### [REQUIRED WORK]
Exact copy, pictures excluded: write out every line below.
-- PROVIDED INFORMATION follows --
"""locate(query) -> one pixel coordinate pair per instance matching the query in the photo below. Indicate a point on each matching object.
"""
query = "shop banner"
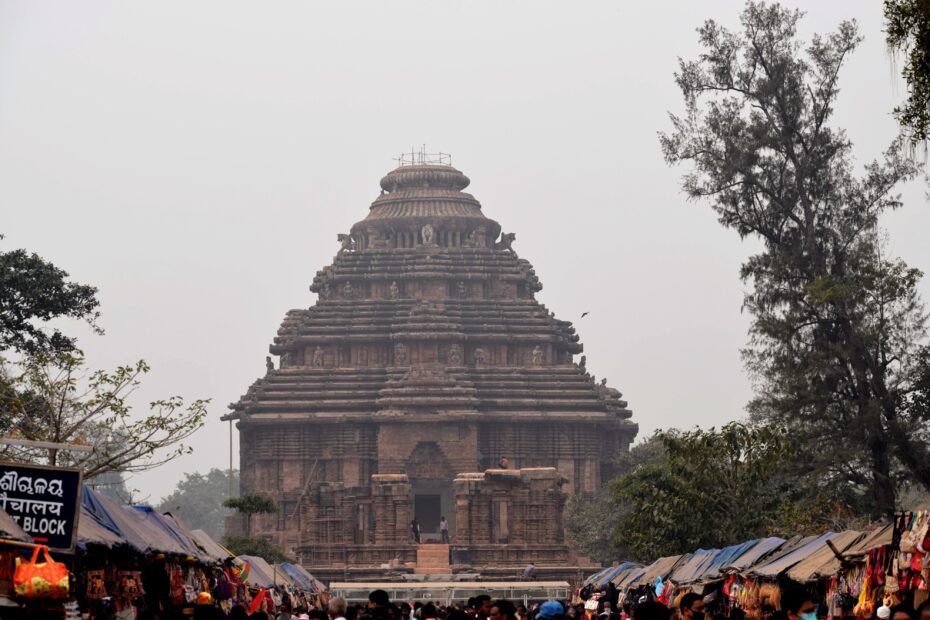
(44, 501)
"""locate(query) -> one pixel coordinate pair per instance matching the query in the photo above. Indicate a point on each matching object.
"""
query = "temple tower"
(424, 361)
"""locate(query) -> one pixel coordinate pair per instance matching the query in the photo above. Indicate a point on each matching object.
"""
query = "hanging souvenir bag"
(129, 584)
(34, 579)
(96, 585)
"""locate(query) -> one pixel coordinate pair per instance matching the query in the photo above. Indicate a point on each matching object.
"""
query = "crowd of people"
(795, 604)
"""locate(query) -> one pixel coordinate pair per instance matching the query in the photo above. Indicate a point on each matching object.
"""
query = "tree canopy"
(838, 333)
(198, 500)
(251, 503)
(710, 488)
(244, 545)
(907, 33)
(33, 291)
(55, 399)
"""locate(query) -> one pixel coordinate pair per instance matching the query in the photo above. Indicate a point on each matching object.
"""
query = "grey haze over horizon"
(195, 161)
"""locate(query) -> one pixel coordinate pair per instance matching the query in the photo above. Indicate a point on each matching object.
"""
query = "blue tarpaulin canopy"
(782, 562)
(301, 578)
(93, 533)
(141, 528)
(692, 569)
(763, 548)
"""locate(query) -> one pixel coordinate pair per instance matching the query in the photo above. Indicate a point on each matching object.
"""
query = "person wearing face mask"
(798, 604)
(691, 607)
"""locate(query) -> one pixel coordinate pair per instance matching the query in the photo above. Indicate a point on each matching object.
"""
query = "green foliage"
(837, 328)
(34, 291)
(243, 545)
(252, 502)
(907, 31)
(198, 500)
(55, 399)
(715, 488)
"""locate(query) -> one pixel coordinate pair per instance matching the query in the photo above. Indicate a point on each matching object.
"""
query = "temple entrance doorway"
(431, 495)
(427, 509)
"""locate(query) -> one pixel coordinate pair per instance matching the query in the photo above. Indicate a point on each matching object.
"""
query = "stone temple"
(425, 362)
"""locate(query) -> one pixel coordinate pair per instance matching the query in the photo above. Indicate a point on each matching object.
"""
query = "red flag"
(257, 601)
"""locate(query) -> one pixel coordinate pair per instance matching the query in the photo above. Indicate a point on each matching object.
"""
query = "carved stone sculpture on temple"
(346, 244)
(608, 393)
(506, 241)
(400, 354)
(427, 233)
(455, 355)
(537, 355)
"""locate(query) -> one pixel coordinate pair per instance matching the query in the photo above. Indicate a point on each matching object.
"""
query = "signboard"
(44, 501)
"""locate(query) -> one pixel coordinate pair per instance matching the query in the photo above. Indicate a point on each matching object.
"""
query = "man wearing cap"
(550, 610)
(204, 608)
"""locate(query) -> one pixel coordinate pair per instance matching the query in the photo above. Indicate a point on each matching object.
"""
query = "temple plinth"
(425, 360)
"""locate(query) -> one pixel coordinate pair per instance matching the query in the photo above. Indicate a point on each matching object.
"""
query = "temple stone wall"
(425, 359)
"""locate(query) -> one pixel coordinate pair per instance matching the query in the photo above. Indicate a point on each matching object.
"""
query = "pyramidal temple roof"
(426, 309)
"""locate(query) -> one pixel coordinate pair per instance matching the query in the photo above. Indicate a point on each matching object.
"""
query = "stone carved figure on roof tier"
(346, 244)
(506, 241)
(427, 232)
(400, 354)
(607, 393)
(376, 241)
(537, 355)
(455, 355)
(476, 238)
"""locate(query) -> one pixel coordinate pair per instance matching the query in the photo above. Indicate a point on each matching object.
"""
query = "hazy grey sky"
(195, 161)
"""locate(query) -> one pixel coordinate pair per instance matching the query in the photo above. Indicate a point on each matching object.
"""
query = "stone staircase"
(432, 559)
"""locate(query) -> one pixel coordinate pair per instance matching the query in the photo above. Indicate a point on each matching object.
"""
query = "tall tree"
(198, 500)
(251, 503)
(712, 488)
(243, 545)
(837, 326)
(592, 519)
(55, 399)
(907, 32)
(33, 292)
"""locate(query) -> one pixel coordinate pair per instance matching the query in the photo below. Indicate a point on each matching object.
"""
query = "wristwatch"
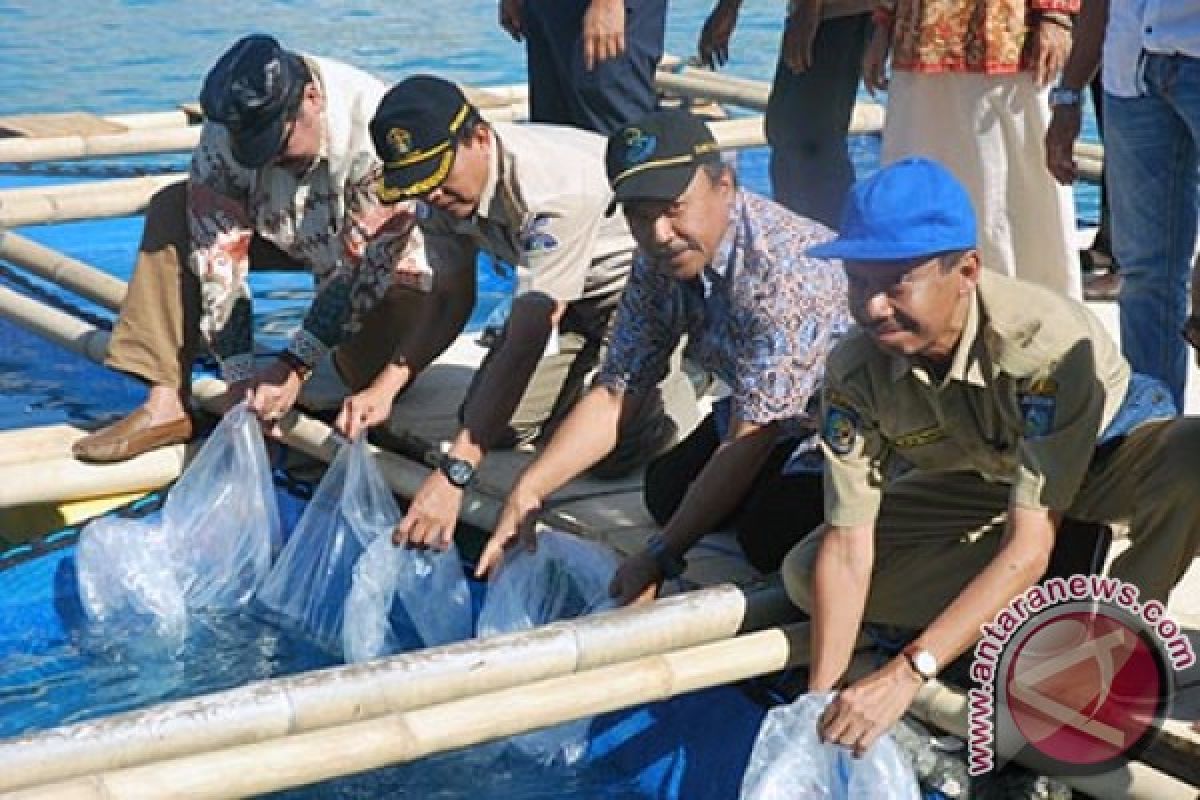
-- PROVIDED INFORMATION concluded --
### [SOLUTION FOR THIS EXERCISE]
"""locate(query) -> one pixel coordinate pair per instance matching the query in the photo below. Indicate a point on each matching object.
"""
query = "shop banner"
(44, 501)
"""locate(query) -> one pixel coordinate pair per instance matching the query in the photo above. Indicate a point on each matching object.
"""
query = "temple tower"
(424, 361)
"""locate(query) -> one pixel coordinate pair per instance matching the query in the photo above. Indicate a point on each matching object.
"""
query = "hanging souvenir bag"
(129, 584)
(34, 579)
(96, 585)
"""locate(query) -> one pixel coordinate pair per instance matching the query in the photo above. Indicate a point on each matching object.
"""
query = "crowd of people"
(795, 604)
"""locate(query) -> one pixel coordinate pair per instance matching the query in the photo above. Indicate a point on each matching object.
"""
query = "tree canopy"
(838, 333)
(198, 500)
(251, 503)
(710, 488)
(244, 545)
(907, 33)
(33, 291)
(55, 399)
"""locate(query) -> one pixel coordinate pair per instance matching the query in the photo above. Indicate a point on each matching object.
"""
query = "grey haze over horizon"
(195, 161)
"""locate(query) -> one pixel coordinate pair per instance matching the query in the photo above. Indicate a point on each matching object.
"""
query = "blue tarpaulin canopy"
(782, 562)
(301, 578)
(93, 533)
(141, 528)
(692, 569)
(763, 548)
"""locate(query) -> one pixel coordinate pair per instance matching the query in the photo above. Indicate a point on each matching object.
"""
query = "person wearing face mask"
(798, 604)
(691, 607)
"""locate(query) -> one pixel coordinate pair per instance matching the query in the photo above. Indicate a point on each matching object.
"""
query = "green foliage"
(837, 328)
(34, 291)
(243, 545)
(252, 502)
(907, 31)
(198, 500)
(55, 399)
(715, 488)
"""locate(query) -> one pixel coordinate pair per instance matching the query in the photo above. Indicate a point on each matching object.
"""
query = "temple entrance doorway"
(431, 495)
(427, 509)
"""locate(query) -> one pixel coordinate pair per instance matching the query in the photo above. Indicate a point on each matching object.
"""
query = "stone temple"
(425, 362)
"""locate(query) -> one pixel coordinate pair per instance matching the query in the photo above. Indicate a point on each matching object.
"""
query = "red flag"
(257, 601)
"""locate(query) -> one pixel coordinate pair per instance matching the query in the photo above. Indicate a point on each matching object.
"""
query = "carved stone sculpture on temple"
(346, 244)
(608, 393)
(506, 241)
(400, 354)
(427, 233)
(455, 355)
(537, 355)
"""locate(query) -> one pixel coordinate pair per instance matching the query in the photo above. Indicate a point on each matching object.
"""
query = "signboard"
(44, 501)
"""locate(query) -> one pixel coordinate pair per instance matching the query in the photo above. Indicate a point on each matching object.
"""
query = "man wearing cap"
(550, 610)
(204, 608)
"""locate(query) -> one pixel coordinate pair per instance matching the query in the photo above. Indicate a point on each matching object.
"""
query = "temple plinth"
(425, 360)
"""locate(query) -> one pixel coordinate pair per instance matching the query in the photo above. Indicate a point on each matching object.
"""
query = "temple stone wall"
(425, 359)
"""locate(query) -> one pixel coordinate pair per instance matching the query in the photo above. Indicate a point on each matching object.
"""
query = "pyramidal temple roof"
(426, 309)
"""locate(query) -> one pixel coordinate pair per instance matching the query in the photo above. Indicate a point on each matching object.
"""
query = "stone carved figure on roof tier"
(346, 244)
(506, 241)
(427, 232)
(400, 354)
(607, 393)
(376, 241)
(537, 355)
(455, 355)
(476, 238)
"""locate(query) -> one pixel coordinate pair per instance matching the query in the photo above. Indicate a point on each matching object.
"""
query = "hazy grey sky"
(195, 161)
"""locate(query) -> one pixel coordinate pair per instance matching the query in the photo above. Indicate a point on each matching object.
"""
query = "stone staircase"
(432, 559)
"""locate(query) -> one pixel coordinate pair per instance matching the query in the photo above. Indicate a point on each matching object.
"""
query = "tall tree"
(198, 500)
(251, 503)
(712, 488)
(243, 545)
(837, 326)
(592, 519)
(55, 399)
(907, 32)
(33, 292)
"""locate(query) -> one pixel coordinate pair per instance matching the query in the photo below. Indicate a point on each matching object.
"""
query = "wristwatch"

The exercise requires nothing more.